:: Text segment ::
-*-

It might be a bit surprising, but after enabling -O2 optimization, the add call is completely inlined. The compiler doesn’t even generate a symbol for add in the end, so naturally, there’s no add during linking. According to our previous definition, this kind of function inlining is not considered code bloat, so there is no additional binary bloat overhead.

To digress slightly, since neither of these files generates the add symbol, wouldn’t linking fail if another file referenced the add symbol?

Consider the following code:

// src1.cpp
inline int add(int a, int b) {
    return a + b;
}

int g1(int a, int b) {
    return add(a, b);
}

// main.cpp
inline int add(int a, int b);

int main() {
    return g1(1, 2) + add(3, 4);
}

Let’s try compiling and linking the above code. We find that linking succeeds without optimization. With optimization enabled, linking will fail. The linker will tell you undefined reference to add(int, int). This is the behavior of all three major compilers. The specific reason has been explained above: after optimization is enabled, the compiler simply doesn’t generate the add symbol, so it cannot be found during linking.

But what we want to know is, does this comply with the C++ standard?

Since all three major compilers behave this way, it seems there’s no reason for it to be non-compliant. However, it’s not explicitly stated in the inline section, but the One Definition Rule states the following two sentences:

For an inline function or inline variable(since C++17), a definition is required in every translation unit where it is odr-used.

-*-

:: Written task ::
Decide whether each statement agrees with the text on inline functions, answering yes or no and quoting the words from that text that decide it. (a) Linking the example code succeeds when optimization is off. (b) Only one of the three major compilers fails to link the example with optimization enabled. (c) The inline section of the C++ standard explicitly states this behavior. The listing has no connection to the text on inline functions.

-*-

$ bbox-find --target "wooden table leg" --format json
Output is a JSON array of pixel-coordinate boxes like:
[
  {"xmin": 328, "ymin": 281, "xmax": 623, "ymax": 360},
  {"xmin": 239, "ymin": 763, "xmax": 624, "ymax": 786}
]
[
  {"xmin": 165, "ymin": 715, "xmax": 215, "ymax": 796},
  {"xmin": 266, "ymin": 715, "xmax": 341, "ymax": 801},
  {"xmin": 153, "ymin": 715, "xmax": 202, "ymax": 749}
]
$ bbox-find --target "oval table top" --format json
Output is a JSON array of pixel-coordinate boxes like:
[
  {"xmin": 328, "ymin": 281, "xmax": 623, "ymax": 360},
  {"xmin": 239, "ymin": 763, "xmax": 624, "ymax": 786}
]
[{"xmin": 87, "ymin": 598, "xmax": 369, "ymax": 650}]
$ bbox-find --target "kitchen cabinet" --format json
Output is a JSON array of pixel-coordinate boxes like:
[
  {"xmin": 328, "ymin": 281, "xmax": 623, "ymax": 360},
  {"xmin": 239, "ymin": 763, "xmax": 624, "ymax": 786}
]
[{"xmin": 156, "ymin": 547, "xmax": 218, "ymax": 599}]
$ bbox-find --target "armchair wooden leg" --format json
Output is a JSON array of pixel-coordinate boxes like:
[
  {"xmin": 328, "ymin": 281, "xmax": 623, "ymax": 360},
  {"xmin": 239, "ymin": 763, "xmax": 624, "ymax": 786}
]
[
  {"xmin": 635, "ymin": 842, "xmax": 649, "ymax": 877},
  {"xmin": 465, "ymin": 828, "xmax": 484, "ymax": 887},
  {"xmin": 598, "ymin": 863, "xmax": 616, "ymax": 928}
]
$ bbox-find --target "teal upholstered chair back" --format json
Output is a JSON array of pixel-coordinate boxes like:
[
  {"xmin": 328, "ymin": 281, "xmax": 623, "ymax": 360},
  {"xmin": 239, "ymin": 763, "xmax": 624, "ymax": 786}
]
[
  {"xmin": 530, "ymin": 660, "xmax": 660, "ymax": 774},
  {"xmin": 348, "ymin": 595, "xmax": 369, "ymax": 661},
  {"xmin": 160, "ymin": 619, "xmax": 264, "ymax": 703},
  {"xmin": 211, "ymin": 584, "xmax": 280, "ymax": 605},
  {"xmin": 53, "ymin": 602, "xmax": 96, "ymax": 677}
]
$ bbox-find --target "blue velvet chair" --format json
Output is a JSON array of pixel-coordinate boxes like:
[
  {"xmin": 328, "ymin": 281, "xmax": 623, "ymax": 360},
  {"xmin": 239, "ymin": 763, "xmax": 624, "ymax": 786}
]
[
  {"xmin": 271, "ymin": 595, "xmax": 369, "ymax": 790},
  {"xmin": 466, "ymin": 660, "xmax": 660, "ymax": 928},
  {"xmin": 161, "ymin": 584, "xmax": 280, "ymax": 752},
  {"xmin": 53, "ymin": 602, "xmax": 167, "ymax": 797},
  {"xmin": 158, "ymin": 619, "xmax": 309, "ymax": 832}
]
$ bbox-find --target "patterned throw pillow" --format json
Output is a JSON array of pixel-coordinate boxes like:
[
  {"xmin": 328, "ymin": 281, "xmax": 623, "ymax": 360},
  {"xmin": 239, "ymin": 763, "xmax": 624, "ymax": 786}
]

-*-

:: Exercise result ::
(a) Yes: "We find that linking succeeds without optimization."
(b) No: "This is the behavior of all three major compilers."
(c) No: "it’s not explicitly stated in the inline section"